Pointing records for named objects
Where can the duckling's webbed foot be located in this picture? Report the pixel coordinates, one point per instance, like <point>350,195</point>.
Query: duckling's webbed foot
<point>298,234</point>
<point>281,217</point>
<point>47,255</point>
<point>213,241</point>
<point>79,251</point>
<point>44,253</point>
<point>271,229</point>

▸ **Problem**
Rescale the listing above by writing out all its lines again, requests included, with every point coordinate in the answers multiplied by 1.95 and rounded to a whole number, halves rounding up. Leave the numbers in the requests and their format sample unchanged.

▸ **Reply to the exercise**
Where can the duckling's webbed foot be located in this picture? Report the pixel coordinates, one point per instance, like <point>350,195</point>.
Query: duckling's webbed foot
<point>581,456</point>
<point>548,423</point>
<point>92,497</point>
<point>415,470</point>
<point>154,489</point>
<point>86,493</point>
<point>528,447</point>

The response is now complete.